====== Provided information ======

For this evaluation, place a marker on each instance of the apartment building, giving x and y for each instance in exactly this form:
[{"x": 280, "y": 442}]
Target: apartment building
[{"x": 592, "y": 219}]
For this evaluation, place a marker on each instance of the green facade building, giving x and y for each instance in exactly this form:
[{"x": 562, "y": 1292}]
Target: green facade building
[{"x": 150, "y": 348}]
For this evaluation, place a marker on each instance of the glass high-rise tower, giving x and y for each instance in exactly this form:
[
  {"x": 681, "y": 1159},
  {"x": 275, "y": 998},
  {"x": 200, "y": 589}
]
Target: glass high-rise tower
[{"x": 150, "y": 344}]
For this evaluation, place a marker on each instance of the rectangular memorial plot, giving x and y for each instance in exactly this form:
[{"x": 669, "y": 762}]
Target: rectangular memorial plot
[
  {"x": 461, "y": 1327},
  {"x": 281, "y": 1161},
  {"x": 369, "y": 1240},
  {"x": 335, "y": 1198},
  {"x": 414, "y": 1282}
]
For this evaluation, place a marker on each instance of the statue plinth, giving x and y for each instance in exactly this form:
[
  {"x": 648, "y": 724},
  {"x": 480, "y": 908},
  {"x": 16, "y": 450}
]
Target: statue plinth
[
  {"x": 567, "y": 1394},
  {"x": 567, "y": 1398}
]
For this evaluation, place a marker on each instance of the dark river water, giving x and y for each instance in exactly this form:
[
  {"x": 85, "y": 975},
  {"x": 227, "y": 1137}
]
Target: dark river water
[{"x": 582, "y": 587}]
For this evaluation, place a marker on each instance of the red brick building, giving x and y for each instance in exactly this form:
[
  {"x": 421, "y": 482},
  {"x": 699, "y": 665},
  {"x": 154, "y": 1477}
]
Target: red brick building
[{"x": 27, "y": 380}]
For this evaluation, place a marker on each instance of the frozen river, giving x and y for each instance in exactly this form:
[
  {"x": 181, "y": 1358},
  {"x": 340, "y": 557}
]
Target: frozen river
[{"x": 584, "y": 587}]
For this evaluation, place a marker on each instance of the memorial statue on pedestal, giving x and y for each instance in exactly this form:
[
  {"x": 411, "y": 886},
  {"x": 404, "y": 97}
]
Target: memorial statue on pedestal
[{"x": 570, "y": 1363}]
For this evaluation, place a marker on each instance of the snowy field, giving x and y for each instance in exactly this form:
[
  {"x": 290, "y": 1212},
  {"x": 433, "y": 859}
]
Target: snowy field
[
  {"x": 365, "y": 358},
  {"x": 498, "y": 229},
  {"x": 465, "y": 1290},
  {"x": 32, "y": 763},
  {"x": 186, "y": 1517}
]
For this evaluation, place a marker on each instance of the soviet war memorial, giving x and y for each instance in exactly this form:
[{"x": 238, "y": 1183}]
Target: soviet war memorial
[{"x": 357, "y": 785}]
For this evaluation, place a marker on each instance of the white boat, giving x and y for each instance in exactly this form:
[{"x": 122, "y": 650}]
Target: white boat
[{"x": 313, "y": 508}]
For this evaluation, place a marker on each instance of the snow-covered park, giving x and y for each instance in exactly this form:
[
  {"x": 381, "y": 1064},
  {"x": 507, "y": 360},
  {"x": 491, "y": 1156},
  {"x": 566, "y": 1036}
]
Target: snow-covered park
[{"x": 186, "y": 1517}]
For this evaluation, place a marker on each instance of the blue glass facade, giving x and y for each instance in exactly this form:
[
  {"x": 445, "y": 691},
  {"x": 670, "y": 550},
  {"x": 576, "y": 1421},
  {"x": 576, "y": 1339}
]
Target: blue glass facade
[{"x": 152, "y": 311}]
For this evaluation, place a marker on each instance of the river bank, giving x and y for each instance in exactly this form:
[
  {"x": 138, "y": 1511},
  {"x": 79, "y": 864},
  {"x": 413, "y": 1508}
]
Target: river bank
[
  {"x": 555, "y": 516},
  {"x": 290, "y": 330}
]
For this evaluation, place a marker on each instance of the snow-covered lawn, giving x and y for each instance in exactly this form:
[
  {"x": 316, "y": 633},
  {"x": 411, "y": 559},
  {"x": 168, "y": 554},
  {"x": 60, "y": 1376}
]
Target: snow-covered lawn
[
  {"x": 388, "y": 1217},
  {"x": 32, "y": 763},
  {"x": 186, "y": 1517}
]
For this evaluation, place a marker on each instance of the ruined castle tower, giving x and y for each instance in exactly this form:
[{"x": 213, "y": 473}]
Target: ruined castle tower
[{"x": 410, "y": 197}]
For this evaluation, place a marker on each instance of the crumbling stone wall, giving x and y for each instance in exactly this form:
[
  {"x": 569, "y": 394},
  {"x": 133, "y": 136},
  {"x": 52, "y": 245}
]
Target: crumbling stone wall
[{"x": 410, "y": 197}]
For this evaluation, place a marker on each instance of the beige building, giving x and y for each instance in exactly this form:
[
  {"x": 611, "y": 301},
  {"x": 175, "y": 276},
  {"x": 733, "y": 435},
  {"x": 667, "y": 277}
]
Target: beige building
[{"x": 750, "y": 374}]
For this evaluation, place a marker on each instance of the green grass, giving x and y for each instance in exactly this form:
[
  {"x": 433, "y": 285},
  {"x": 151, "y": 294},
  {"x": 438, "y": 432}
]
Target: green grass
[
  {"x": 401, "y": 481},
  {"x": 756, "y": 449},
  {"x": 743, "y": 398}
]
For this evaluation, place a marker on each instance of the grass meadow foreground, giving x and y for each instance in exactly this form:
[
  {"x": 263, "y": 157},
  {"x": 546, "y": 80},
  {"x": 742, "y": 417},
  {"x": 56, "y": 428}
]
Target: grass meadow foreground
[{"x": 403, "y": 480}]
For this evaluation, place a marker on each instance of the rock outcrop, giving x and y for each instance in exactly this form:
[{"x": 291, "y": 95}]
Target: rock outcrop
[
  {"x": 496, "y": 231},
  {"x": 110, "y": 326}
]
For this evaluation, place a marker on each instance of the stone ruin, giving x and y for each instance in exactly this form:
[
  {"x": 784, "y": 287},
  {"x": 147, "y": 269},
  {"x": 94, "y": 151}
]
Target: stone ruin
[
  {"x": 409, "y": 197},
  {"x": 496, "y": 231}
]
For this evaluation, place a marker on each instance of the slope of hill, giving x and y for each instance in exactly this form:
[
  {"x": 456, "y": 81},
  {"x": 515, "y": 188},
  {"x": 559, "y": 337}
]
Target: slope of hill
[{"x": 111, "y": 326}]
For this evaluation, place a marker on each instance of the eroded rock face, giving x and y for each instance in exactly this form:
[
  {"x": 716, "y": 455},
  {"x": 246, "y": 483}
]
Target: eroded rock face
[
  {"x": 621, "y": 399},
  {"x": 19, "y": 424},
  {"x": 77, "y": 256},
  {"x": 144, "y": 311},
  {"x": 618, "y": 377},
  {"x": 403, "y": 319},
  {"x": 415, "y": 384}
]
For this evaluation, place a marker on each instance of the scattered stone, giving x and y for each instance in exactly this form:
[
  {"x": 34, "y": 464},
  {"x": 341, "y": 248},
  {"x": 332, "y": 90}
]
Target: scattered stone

======

## Task directions
Copy every line of the material, please, keeping it exactly the same.

## Correct answer
For this evaluation, place a marker on each instance of the apartment building, giving x and y for each instance in exactly this form:
[{"x": 280, "y": 442}]
Target: apartment building
[{"x": 592, "y": 219}]
For this evaluation, place a marker on each instance of the green facade building, giving x and y for each instance in exactly this form:
[{"x": 562, "y": 1292}]
Target: green facade building
[{"x": 150, "y": 348}]
For this evaluation, place a marker on each instance of the glass high-rise tower, giving x and y for each instance in exactly this form:
[
  {"x": 681, "y": 1159},
  {"x": 275, "y": 998},
  {"x": 200, "y": 589}
]
Target: glass high-rise tower
[{"x": 150, "y": 344}]
For this evaluation, place a marker on each instance of the rectangular memorial plot, giving x and y for each instance in exactly this form:
[{"x": 669, "y": 762}]
Target: rectangular memorial plot
[
  {"x": 461, "y": 1327},
  {"x": 281, "y": 1161},
  {"x": 369, "y": 1240},
  {"x": 335, "y": 1198},
  {"x": 414, "y": 1282}
]
For this evaluation, place a marker on each instance of the statue plinth, giving x and y for each instance in exactly this form:
[
  {"x": 648, "y": 724},
  {"x": 480, "y": 908},
  {"x": 16, "y": 450}
]
Target: statue plinth
[
  {"x": 567, "y": 1394},
  {"x": 567, "y": 1398}
]
For this evaluation, place a marker on each instance of the dark river water, giving x and y for each instance in exactly this form:
[
  {"x": 85, "y": 975},
  {"x": 227, "y": 1137}
]
Target: dark river water
[{"x": 582, "y": 587}]
For this evaluation, place a marker on each instance of the red brick building, giving x and y for each instance in exactly this form:
[
  {"x": 421, "y": 482},
  {"x": 699, "y": 665},
  {"x": 154, "y": 1477}
]
Target: red brick building
[{"x": 27, "y": 380}]
For this evaluation, place a marker on each instance of the frozen river, giving x and y for each instance in exactly this form:
[
  {"x": 181, "y": 1358},
  {"x": 340, "y": 557}
]
Target: frozen river
[{"x": 584, "y": 587}]
For this evaluation, place a marker on each instance of the memorial statue on pedestal, giving x and y for each instance in exactly this form:
[
  {"x": 411, "y": 886},
  {"x": 404, "y": 97}
]
Target: memorial statue on pedestal
[{"x": 570, "y": 1363}]
For this evaluation, place a marker on each instance of the snowy field, giving x and y for each instance in exactly this form:
[
  {"x": 290, "y": 1212},
  {"x": 433, "y": 859}
]
Target: snowy field
[
  {"x": 365, "y": 358},
  {"x": 498, "y": 229},
  {"x": 465, "y": 1290},
  {"x": 32, "y": 763},
  {"x": 186, "y": 1517}
]
For this evaluation, place a marker on each instance of the soviet war memorial, giving x and y for each instance in exactly this form:
[{"x": 238, "y": 1183}]
Target: soviet war memorial
[{"x": 357, "y": 785}]
For this evaluation, place a marker on each instance of the white boat, giving x and y for each instance in exactly this form:
[{"x": 122, "y": 650}]
Target: white boat
[{"x": 313, "y": 508}]
For this evaluation, place a marker on each instance of the snow-covered park, giving x and y for each instance in exactly this form:
[
  {"x": 381, "y": 1064},
  {"x": 507, "y": 360},
  {"x": 491, "y": 1156},
  {"x": 566, "y": 1036}
]
Target: snow-covered park
[{"x": 186, "y": 1517}]
For this evaluation, place a marker on each instance of the blue glass facade, giving x and y for each instance in exactly this form:
[
  {"x": 445, "y": 691},
  {"x": 670, "y": 550},
  {"x": 576, "y": 1421},
  {"x": 576, "y": 1339}
]
Target: blue glass facade
[{"x": 152, "y": 311}]
For this evaluation, place a marker on each instance of the river bank, giving x and y for each instance in exactly this form:
[
  {"x": 138, "y": 1511},
  {"x": 79, "y": 864},
  {"x": 413, "y": 1508}
]
Target: river bank
[
  {"x": 555, "y": 516},
  {"x": 290, "y": 330}
]
For this evaluation, place a marker on each instance of the snow-covered lawn, giving x and y for each instance in exactly this form:
[
  {"x": 316, "y": 633},
  {"x": 411, "y": 559},
  {"x": 168, "y": 554},
  {"x": 60, "y": 1376}
]
Target: snow-covered lawn
[
  {"x": 388, "y": 1217},
  {"x": 32, "y": 763},
  {"x": 186, "y": 1517}
]
For this evaluation, place a marker on each instance of the ruined castle tower, giving x and y for each instance in exactly this form:
[{"x": 213, "y": 473}]
Target: ruined castle tower
[{"x": 410, "y": 197}]
For this evaluation, place a marker on each instance of the crumbling stone wall, giving x and y for each instance in exactly this form:
[
  {"x": 569, "y": 394},
  {"x": 133, "y": 136},
  {"x": 52, "y": 245}
]
Target: crumbling stone wall
[{"x": 410, "y": 197}]
For this evaluation, place a marker on each instance of the beige building, giving x and y for each instance in exactly this form:
[
  {"x": 611, "y": 301},
  {"x": 175, "y": 276},
  {"x": 733, "y": 435},
  {"x": 667, "y": 277}
]
Target: beige building
[{"x": 750, "y": 374}]
For this evaluation, place a marker on each instance of the green grass, giving x and y for each instance in exactly this form:
[
  {"x": 433, "y": 285},
  {"x": 151, "y": 294},
  {"x": 438, "y": 432}
]
Target: green grass
[
  {"x": 401, "y": 481},
  {"x": 756, "y": 449},
  {"x": 743, "y": 398}
]
For this evaluation, place a marker on each instance of the grass meadow foreground, giving x and y for each instance in exactly this form:
[
  {"x": 263, "y": 157},
  {"x": 546, "y": 80},
  {"x": 742, "y": 417},
  {"x": 56, "y": 428}
]
Target: grass meadow foreground
[{"x": 403, "y": 480}]
For this evaluation, place a marker on each instance of the rock outcrop, giving x and y for each instance in exactly this form:
[{"x": 291, "y": 95}]
Target: rock outcrop
[
  {"x": 496, "y": 231},
  {"x": 110, "y": 326}
]
For this evaluation, place a marker on each instance of the stone ruin, giving x and y for each instance in exactly this form:
[
  {"x": 784, "y": 287},
  {"x": 147, "y": 269},
  {"x": 94, "y": 151}
]
Target: stone ruin
[
  {"x": 409, "y": 197},
  {"x": 496, "y": 231}
]
For this evaluation, place a marker on each instance of the slope of hill, giving x and y for each instance in exactly this form:
[
  {"x": 456, "y": 81},
  {"x": 515, "y": 188},
  {"x": 559, "y": 337}
]
Target: slope of hill
[{"x": 111, "y": 326}]
For this evaluation, place a marker on each instance of the eroded rock face, giving x and y for each instance in exactly this form:
[
  {"x": 716, "y": 455},
  {"x": 246, "y": 483}
]
Target: eroded rock face
[
  {"x": 621, "y": 399},
  {"x": 19, "y": 424},
  {"x": 77, "y": 256},
  {"x": 144, "y": 311},
  {"x": 618, "y": 377},
  {"x": 403, "y": 319},
  {"x": 415, "y": 384}
]
For this evaluation, place a marker on each instance of the scattered stone, giving x and y for each instance in exactly this form:
[
  {"x": 34, "y": 464},
  {"x": 341, "y": 248},
  {"x": 332, "y": 90}
]
Target: scattered stone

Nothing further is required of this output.